WRITTEN EXERCISE: Please write each line of the listing below as a string in a JSON list, skipping blank lines. Leave the pictures out of the answer.

[Rows from a dataset]
-------

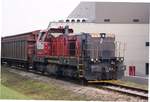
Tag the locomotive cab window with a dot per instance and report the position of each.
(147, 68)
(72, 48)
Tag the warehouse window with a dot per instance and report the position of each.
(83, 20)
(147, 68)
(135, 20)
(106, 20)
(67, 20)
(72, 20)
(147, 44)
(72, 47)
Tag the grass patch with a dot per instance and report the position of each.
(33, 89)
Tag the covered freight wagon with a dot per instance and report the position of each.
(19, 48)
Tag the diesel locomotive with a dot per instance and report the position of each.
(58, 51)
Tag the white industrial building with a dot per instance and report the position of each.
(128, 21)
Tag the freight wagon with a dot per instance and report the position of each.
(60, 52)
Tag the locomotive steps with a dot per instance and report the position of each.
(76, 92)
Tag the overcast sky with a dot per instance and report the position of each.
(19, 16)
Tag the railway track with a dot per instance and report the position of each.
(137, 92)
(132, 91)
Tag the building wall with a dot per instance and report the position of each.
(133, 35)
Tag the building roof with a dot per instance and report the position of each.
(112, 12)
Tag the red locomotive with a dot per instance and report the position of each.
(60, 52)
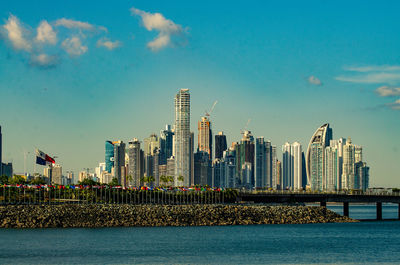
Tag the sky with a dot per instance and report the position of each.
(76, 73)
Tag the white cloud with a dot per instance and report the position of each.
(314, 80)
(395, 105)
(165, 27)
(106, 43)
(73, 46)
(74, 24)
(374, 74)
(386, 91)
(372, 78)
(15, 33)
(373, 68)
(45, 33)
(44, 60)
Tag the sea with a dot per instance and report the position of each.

-------

WRITTEN SOLUTION:
[
  "Tag the locomotive cab window with a dot per instance and report the position of each.",
  "(147, 68)",
  "(72, 48)",
  "Tag the warehouse window with a dot per instance and report the position of each.",
  "(83, 20)",
  "(147, 68)",
  "(135, 20)",
  "(106, 20)",
  "(67, 20)",
  "(72, 20)",
  "(147, 44)",
  "(72, 47)",
  "Tag the grass patch with a dot per instance and report the position of each.",
  "(33, 89)",
  "Tag the covered freight wagon with a dot per instance and report the position of each.",
  "(19, 48)",
  "Tag the diesel locomotive with a dot per instance and report the position of each.",
  "(58, 51)",
  "Tag the white industrial building with a dot per instance and report the position of each.",
  "(128, 21)",
  "Tag the freight wagon with a dot per instance and report the position of each.",
  "(60, 52)",
  "Tag the locomotive steps with a dot per instance and report the position of each.",
  "(76, 92)",
  "Tag the overcast sky with a dot per instance and report the position of each.",
  "(19, 16)",
  "Tag the railway track with a dot per instance and report the position of each.",
  "(137, 92)",
  "(132, 91)",
  "Tag the building wall with a dot per instance and report the position of each.",
  "(133, 35)",
  "Tag the building roof with a dot per instance and report the position of each.",
  "(112, 12)",
  "Tag the red locomotive with a dot per instance and report the position of each.",
  "(60, 52)",
  "Tag the sky with a dot per instance and report the position of each.",
  "(76, 73)",
  "Tag the white cloud with a dot per instance and report the position of each.",
  "(314, 80)",
  "(395, 105)",
  "(165, 27)",
  "(106, 43)",
  "(73, 46)",
  "(74, 24)",
  "(374, 74)",
  "(386, 91)",
  "(372, 78)",
  "(15, 33)",
  "(373, 68)",
  "(45, 33)",
  "(44, 60)",
  "Tag the sea with a dot per instance and report the position of each."
]